> Excerto do texto
------
30/05/11

De um post demagógico à emergência das premissas de um debate democrático

Recomendo vivamente a leitura da caixa de comentários do enfadonho e demagógico post que o mui rubro Renato Teixeira publicou sob o título M19 | dia 12 – Método da unanimidade novamente derrotado, podemos agora continuar a luta? Raramente, uma prosa tão fútil e pedante terá dado lugar, na blogosfera, a uma discussão tão interessante e tão ao rés da experiência que lhe serve de ponto de partida. Apesar das diversas intervenções com que RT tenta sabotar o debate, impedi-lo de ser um exercício de pensamento partilhado, recorrendo a argumentos tão hilariantes como aquele com que minimiza a acampada da Puerta del Sol (que, citando Bruno Carvalho, outro eminente censor das práticas e propostas democráticas não enquadradas pelos legítimos superiores partidários, acusa de não ter feito mais do que parir um rato), são várias as questões levantadas que seria importante continuarmos a debater no próprio contexto das lutas e iniciativas que vamos travando. A emergência de uma plataforma democrática alternativa tem nesse exercício uma das suas condições necessárias.
------
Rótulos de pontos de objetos
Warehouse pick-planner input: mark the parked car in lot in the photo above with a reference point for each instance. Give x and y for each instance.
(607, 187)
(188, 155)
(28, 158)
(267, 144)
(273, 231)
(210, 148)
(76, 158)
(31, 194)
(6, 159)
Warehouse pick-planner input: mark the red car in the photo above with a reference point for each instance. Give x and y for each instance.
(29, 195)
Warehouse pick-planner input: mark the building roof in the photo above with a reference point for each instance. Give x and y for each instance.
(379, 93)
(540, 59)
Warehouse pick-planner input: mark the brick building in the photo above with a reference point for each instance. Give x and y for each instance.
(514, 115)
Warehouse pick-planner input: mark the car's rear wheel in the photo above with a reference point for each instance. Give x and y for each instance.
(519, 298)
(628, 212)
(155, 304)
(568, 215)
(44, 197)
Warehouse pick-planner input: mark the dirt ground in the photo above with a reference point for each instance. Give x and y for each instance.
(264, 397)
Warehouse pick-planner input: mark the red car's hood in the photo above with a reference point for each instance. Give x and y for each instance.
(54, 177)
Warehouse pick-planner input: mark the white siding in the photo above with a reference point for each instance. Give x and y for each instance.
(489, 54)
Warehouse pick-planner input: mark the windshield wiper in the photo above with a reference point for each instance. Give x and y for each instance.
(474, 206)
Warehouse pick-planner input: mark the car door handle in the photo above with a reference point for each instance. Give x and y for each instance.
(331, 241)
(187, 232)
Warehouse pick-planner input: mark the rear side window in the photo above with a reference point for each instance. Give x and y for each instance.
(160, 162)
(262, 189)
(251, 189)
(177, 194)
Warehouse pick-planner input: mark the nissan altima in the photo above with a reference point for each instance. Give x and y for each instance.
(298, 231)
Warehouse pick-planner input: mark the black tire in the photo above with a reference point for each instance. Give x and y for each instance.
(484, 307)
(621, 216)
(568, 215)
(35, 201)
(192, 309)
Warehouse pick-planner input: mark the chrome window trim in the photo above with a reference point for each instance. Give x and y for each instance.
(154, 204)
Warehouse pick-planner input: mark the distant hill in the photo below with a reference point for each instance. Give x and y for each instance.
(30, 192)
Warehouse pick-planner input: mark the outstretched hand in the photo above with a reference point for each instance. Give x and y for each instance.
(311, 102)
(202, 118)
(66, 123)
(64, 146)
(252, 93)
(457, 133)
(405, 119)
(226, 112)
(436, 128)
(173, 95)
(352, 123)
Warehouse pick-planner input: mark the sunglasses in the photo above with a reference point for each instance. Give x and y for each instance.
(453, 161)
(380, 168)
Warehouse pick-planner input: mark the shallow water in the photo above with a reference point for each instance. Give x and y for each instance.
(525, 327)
------
> Complete o seguinte
• a. Segundo o texto, com que título publicou Renato Teixeira o post que o autor considera enfadonho e demagógico?
• b. Desloque as coordenadas da listagem, somando 72 a cada valor de x e de y. Comece na linha que contém "Warehouse pick-planner input: mark the shallow" e vá até ao fim da listagem, repetindo também o pedido dessa linha sem alterações.

> Soluções
• a. Publicou-o com o título "M19 | dia 12 – Método da unanimidade novamente derrotado, podemos agora continuar a luta?".

• b.
Warehouse pick-planner input: mark the shallow water in the photo above with a reference point for each instance. Give x and y for each instance.
(597, 399)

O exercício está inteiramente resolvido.